“Another Change” Explosion

True story: An artist whose work I long appreciated wanted to join our roster. He’d sent samples periodically since 2016; I’d watched him grow, enjoying his covers, pinups, and occasional story but wondered why he had not soared to stardom status. Perhaps I could make the difference.

I started him with a cover assignment, but he didn’t follow the description and even his revised layout required a lot of back-and-forth. Then he went quiet for many days. He finally responded that he’d had to take care of his mother after complications with COVID, but he was back in the studio to resume work. Too late. I’d already reassigned the cover, which was drawn/colored/approved/paid for before I heard from him. And I wondered precisely how COVID had affected his keyboard and telephone. What stopped him from a 1-sentence update warning me he couldn’t finish the job on the agreed-upon schedule? I told him as much, saying he needed clear communication; he told me he understood.

Another project came his way, a 4-pages-wide banner/poster for a big event to honor certain people. A reasonable budget, basically 8 large panels, lots of references all provided, a clear deadline — I wrote to him, “Our last attempt to work together didn’t go so well….” He took three days to accept the job offer, blaming it on his sick mother.

- Records provided
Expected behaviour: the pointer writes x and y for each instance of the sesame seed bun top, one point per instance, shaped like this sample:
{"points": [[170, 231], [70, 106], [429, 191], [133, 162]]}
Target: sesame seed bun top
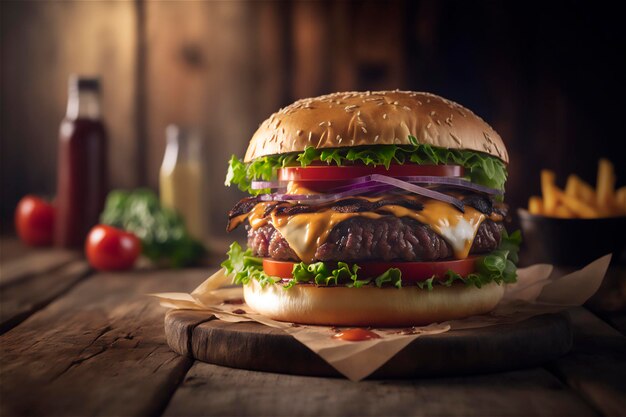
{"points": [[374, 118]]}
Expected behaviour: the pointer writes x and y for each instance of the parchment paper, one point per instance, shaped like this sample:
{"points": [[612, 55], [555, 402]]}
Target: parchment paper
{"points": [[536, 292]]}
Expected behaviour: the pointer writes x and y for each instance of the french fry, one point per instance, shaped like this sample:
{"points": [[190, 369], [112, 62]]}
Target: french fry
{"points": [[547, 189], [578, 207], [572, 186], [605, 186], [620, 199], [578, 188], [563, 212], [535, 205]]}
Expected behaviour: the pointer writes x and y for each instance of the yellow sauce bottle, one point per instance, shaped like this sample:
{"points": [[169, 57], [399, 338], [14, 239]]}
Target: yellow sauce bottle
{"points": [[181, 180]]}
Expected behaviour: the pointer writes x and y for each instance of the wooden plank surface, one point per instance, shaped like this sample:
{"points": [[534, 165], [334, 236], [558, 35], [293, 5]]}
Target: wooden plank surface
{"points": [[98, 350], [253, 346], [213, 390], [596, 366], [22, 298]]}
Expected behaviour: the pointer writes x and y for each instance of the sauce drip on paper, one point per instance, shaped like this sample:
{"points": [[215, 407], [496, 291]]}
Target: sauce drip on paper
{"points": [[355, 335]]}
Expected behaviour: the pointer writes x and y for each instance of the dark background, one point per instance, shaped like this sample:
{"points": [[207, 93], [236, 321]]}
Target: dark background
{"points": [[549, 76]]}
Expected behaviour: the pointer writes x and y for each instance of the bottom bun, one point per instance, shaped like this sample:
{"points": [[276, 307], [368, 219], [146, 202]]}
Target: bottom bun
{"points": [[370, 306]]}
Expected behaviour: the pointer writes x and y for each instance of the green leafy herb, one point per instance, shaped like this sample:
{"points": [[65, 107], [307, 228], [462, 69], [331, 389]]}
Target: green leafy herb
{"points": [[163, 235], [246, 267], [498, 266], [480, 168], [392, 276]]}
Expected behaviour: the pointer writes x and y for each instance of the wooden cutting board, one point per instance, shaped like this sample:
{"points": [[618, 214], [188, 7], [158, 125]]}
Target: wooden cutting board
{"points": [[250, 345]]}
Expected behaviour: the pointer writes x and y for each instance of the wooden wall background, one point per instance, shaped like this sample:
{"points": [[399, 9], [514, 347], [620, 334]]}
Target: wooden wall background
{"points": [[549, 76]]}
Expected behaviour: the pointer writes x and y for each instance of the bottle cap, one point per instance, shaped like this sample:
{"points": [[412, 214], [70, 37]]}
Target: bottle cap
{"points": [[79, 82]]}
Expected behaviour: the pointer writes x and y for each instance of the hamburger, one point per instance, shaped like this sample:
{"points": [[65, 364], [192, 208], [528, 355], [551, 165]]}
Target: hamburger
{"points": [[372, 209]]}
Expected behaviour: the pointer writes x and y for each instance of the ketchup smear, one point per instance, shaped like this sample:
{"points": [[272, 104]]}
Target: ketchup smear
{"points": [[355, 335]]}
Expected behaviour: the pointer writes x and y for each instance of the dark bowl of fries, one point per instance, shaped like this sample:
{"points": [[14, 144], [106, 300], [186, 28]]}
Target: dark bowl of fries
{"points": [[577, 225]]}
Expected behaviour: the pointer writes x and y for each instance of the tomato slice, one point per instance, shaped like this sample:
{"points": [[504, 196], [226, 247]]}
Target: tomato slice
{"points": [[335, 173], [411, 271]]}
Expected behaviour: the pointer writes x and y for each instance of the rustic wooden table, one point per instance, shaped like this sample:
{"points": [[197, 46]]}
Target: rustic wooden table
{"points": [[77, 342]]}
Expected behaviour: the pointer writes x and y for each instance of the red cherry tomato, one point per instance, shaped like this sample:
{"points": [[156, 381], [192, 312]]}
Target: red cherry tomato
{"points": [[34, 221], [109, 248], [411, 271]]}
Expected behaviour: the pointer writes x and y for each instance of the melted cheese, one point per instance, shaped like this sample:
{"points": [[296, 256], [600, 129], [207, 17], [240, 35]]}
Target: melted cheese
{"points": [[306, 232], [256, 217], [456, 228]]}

* * *

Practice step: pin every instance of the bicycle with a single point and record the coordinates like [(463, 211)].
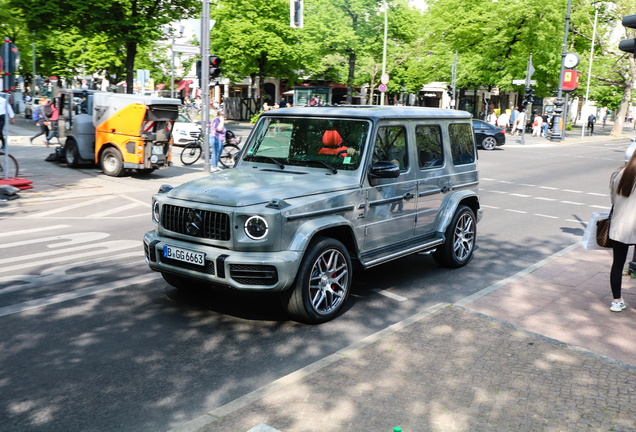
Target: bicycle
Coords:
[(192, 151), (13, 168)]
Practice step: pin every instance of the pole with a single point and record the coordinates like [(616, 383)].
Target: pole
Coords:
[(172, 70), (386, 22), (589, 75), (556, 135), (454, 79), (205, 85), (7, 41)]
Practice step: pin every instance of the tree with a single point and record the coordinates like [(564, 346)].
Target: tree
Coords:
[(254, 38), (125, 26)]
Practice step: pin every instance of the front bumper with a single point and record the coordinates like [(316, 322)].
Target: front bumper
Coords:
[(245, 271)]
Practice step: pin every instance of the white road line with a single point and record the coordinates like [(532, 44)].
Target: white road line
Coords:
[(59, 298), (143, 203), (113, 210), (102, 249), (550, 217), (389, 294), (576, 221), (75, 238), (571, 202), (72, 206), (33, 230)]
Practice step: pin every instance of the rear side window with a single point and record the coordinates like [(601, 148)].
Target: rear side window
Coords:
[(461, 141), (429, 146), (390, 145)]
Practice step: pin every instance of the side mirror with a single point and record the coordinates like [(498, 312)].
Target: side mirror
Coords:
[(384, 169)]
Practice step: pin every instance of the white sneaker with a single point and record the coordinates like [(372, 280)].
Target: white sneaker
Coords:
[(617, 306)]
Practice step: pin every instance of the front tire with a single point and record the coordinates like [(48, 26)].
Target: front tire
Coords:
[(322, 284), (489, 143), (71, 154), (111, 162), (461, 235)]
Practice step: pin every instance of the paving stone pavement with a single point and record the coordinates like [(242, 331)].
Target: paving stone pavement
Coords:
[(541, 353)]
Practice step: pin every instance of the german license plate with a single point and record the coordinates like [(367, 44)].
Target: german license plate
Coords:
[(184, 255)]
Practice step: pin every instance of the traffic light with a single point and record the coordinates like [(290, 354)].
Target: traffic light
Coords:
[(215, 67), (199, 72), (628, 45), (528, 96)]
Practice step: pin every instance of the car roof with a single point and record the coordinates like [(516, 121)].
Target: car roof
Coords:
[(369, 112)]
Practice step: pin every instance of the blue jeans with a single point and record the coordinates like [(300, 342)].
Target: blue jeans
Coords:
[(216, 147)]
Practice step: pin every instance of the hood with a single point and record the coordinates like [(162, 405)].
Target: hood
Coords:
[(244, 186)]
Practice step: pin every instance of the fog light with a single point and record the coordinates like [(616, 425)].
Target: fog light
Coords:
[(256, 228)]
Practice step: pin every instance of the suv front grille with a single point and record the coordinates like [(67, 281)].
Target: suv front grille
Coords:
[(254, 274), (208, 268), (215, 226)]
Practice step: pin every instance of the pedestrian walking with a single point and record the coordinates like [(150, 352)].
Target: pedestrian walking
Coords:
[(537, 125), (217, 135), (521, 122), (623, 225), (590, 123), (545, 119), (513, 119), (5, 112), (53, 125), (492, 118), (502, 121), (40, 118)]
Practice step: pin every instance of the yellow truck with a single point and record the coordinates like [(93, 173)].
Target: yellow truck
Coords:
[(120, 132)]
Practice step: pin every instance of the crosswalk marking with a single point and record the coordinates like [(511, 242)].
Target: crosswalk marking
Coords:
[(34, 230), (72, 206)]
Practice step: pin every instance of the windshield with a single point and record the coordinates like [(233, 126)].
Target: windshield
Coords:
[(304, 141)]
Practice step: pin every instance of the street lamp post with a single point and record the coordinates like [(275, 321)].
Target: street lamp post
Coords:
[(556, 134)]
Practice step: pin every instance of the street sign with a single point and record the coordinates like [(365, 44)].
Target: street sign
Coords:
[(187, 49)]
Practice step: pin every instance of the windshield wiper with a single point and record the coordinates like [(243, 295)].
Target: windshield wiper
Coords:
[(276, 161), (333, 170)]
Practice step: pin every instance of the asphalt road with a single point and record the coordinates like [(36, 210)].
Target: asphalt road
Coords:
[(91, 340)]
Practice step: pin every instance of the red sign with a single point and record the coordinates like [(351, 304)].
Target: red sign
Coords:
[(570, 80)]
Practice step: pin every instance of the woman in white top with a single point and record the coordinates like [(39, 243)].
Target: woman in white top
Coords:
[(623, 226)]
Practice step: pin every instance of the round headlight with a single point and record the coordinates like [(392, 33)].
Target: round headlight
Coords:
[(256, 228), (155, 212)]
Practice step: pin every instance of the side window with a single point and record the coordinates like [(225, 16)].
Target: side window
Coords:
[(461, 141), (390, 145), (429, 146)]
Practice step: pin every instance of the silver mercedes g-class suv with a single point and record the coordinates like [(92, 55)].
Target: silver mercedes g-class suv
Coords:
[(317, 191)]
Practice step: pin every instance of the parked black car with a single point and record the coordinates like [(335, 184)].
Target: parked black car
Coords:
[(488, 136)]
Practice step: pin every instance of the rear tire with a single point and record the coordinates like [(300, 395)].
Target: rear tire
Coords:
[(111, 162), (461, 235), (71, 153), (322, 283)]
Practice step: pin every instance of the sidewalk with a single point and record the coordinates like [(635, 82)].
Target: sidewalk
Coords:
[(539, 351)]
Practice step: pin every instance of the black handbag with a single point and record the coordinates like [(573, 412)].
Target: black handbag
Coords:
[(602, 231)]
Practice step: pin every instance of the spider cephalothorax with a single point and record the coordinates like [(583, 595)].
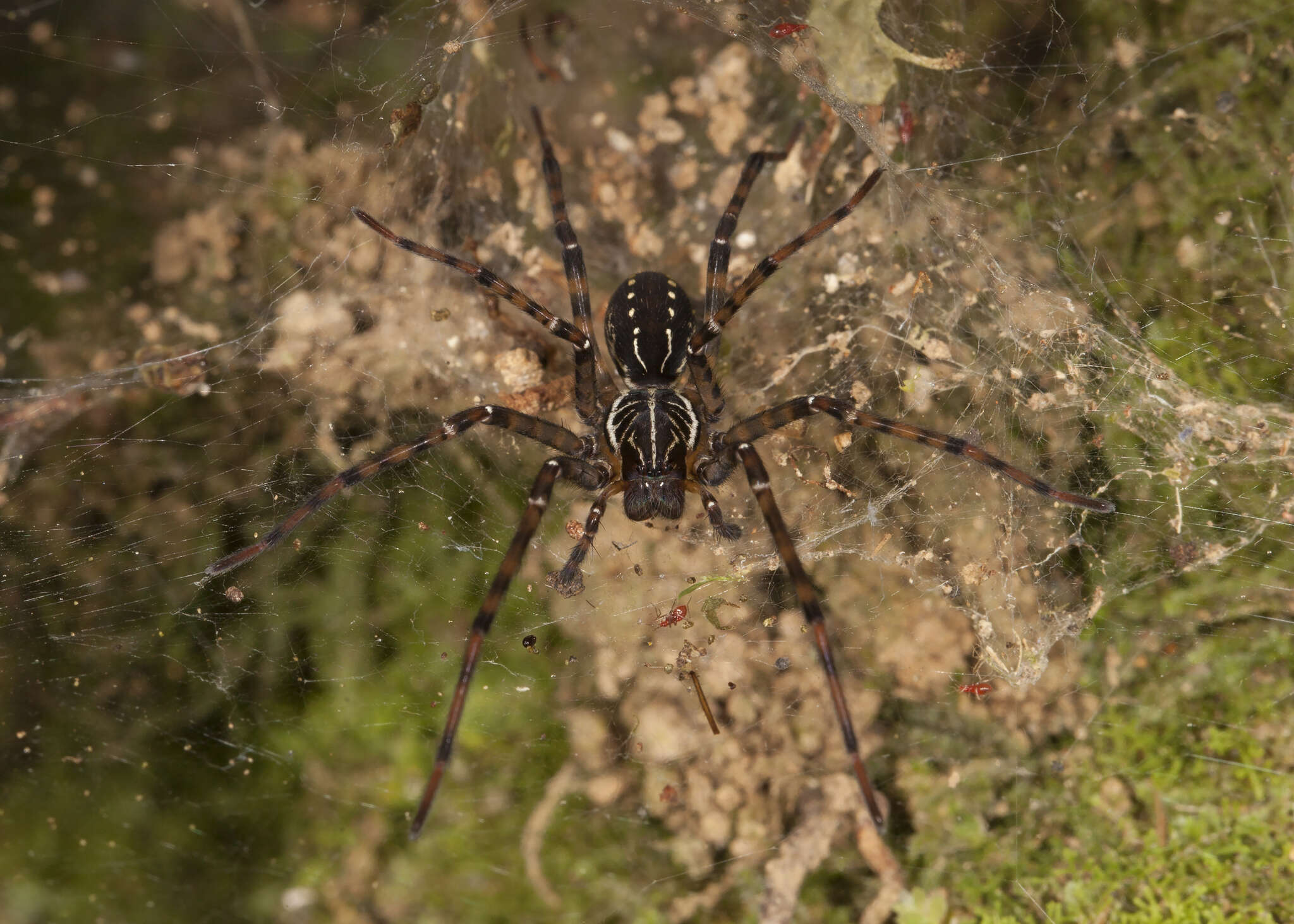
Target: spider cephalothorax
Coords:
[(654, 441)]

- Task to complete
Print the stretch of the artist story above from "Another project came" through "his sick mother.", word for word.

- Finished exercise
Another project came his way, a 4-pages-wide banner/poster for a big event to honor certain people. A reasonable budget, basically 8 large panels, lots of references all provided, a clear deadline — I wrote to him, “Our last attempt to work together didn’t go so well….” He took three days to accept the job offer, blaming it on his sick mother.